Please select and copy every row below that contains the word "beach", treating uppercase and lowercase letters as different.

SUPPLIED MATERIAL

########

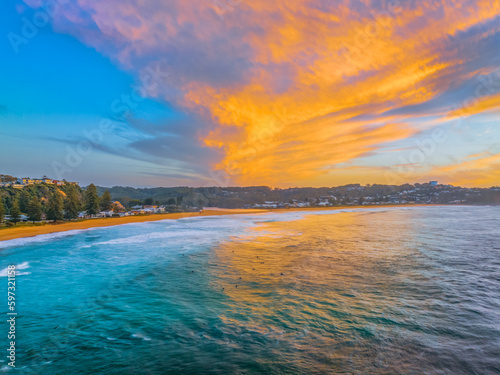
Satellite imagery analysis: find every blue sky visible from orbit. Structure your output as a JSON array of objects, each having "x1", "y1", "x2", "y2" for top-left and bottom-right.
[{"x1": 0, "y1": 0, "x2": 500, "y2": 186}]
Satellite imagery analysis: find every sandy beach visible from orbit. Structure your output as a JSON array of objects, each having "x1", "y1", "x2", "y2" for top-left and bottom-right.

########

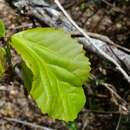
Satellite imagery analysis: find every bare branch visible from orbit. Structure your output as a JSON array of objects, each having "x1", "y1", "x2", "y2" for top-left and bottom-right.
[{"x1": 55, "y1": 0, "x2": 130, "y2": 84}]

########

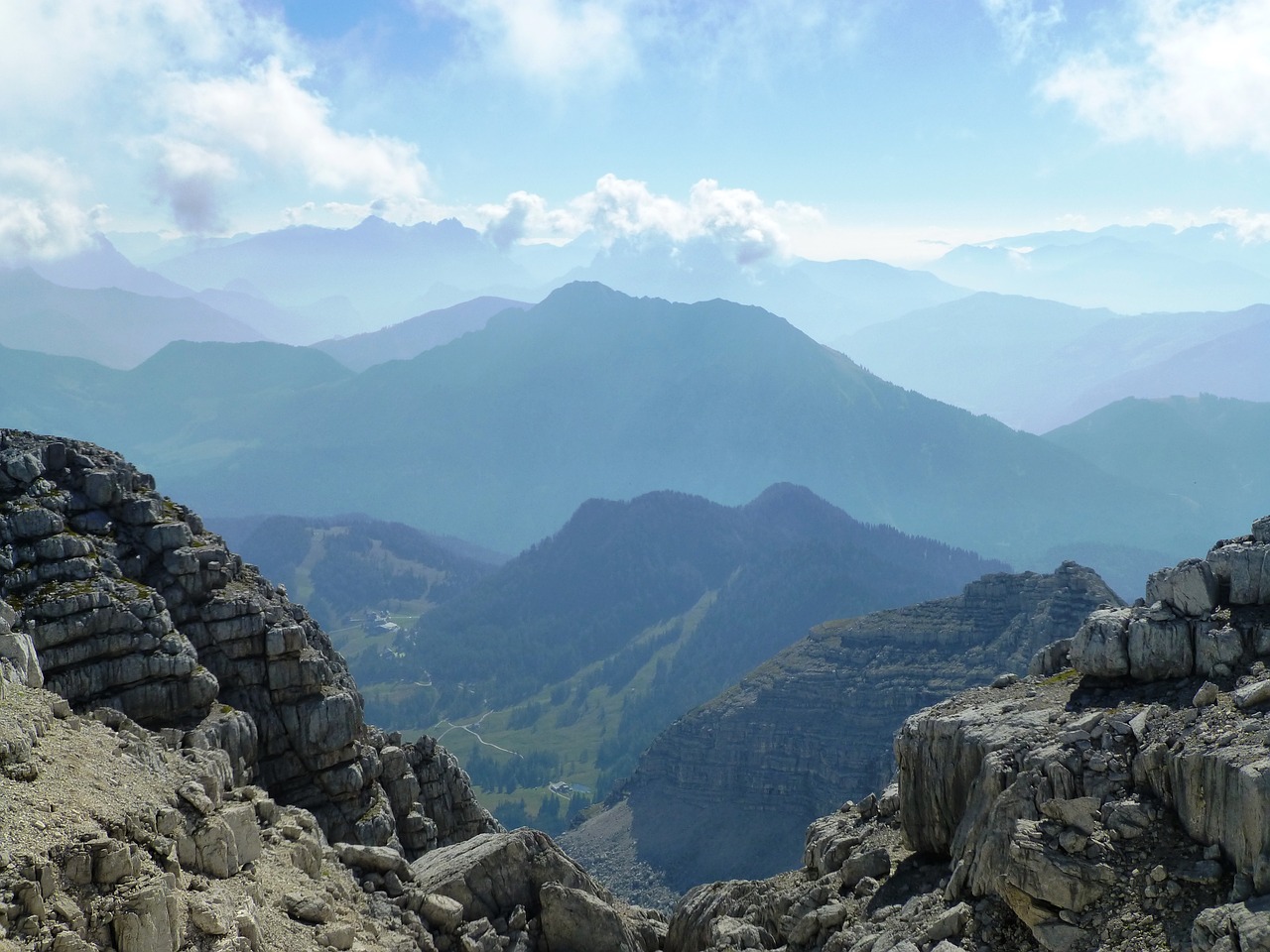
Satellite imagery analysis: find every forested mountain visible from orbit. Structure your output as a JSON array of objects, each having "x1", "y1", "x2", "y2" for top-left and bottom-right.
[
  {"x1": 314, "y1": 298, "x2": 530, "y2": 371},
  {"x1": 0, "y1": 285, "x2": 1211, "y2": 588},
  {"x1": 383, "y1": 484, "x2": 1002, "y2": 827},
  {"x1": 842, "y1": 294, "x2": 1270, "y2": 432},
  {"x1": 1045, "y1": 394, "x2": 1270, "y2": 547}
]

########

TASK OUTPUT
Satellite imagery analysis: find every sandy beach visible from orbit. Structure your output as a JSON array of objects, each having "x1", "y1", "x2", "y2" for top-left and bottom-right.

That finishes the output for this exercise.